WHAT YOU WILL DO>
Can you rescale the box coordinates in the answers by 2.35, rounding to whole numbers with halves going up, and write out every line again, requests included, beginning at the line that has "GET /detect?q=laptop&fmt=prose_corners" and stopping after the last line of the records? Keep the numbers in the requests and their format samples unchanged.

EXCERPTED RECORDS>
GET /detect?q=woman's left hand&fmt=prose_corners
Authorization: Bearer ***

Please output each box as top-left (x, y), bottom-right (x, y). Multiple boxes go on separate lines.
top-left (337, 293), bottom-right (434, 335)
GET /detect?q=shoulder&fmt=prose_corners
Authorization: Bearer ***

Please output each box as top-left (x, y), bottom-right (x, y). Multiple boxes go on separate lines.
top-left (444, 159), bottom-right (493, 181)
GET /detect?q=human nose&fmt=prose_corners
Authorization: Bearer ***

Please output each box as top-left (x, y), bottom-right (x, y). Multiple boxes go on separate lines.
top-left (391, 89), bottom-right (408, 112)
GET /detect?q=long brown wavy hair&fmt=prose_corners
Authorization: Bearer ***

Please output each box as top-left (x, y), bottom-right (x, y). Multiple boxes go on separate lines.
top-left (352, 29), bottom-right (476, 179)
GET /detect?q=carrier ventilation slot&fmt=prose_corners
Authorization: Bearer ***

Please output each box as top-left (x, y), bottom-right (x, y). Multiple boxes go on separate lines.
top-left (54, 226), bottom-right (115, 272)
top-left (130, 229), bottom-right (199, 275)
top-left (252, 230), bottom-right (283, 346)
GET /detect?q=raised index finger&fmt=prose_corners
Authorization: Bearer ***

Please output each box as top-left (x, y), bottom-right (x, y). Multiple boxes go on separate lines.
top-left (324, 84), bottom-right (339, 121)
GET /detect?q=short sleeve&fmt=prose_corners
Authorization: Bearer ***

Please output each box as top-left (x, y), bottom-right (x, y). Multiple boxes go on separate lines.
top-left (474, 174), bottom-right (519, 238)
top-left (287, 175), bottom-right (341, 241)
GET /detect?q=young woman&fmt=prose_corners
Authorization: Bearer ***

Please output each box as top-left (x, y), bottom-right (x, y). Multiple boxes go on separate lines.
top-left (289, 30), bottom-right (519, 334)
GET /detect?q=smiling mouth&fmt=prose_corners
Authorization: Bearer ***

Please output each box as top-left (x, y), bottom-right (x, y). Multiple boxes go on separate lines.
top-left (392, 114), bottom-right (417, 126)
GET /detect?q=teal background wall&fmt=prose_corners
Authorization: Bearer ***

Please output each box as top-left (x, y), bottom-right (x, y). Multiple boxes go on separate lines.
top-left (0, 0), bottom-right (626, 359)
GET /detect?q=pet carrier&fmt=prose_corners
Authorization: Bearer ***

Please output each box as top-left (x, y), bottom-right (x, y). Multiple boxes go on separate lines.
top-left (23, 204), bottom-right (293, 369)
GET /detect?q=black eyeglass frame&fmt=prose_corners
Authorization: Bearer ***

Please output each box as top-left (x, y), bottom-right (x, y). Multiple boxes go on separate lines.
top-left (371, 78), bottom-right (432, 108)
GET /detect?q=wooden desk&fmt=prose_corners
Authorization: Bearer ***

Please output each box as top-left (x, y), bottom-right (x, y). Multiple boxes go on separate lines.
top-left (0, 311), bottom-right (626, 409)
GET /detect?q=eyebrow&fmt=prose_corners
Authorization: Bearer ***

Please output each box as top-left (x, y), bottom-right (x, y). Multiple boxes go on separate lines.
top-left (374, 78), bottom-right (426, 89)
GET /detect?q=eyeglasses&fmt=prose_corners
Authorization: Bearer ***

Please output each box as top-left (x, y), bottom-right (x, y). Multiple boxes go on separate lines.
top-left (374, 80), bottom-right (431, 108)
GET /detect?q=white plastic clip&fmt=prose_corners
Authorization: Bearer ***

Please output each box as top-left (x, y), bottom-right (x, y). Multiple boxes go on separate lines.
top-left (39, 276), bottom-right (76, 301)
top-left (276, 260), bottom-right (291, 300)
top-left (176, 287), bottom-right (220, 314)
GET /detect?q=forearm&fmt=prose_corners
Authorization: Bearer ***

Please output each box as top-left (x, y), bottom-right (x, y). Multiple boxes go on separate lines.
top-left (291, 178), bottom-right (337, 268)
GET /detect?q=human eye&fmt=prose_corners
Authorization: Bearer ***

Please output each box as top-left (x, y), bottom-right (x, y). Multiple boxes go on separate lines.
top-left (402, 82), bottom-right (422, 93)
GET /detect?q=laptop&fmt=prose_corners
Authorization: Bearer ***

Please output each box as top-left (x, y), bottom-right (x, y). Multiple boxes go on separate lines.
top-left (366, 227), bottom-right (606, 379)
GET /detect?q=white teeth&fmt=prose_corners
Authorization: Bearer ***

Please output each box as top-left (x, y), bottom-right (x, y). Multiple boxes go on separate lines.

RESULT OF THIS EXERCISE>
GET /detect?q=laptop&fmt=prose_corners
Authorization: Bearer ***

Please output each box as top-left (x, y), bottom-right (x, y). Multiple boxes go on separate lines.
top-left (860, 533), bottom-right (1424, 891)
GET /detect?q=white teeth&fmt=prose_corners
Authorization: Bearer ***

Please output each box as top-left (x, y), bottom-right (x, y). Multiple boxes go on separate lines.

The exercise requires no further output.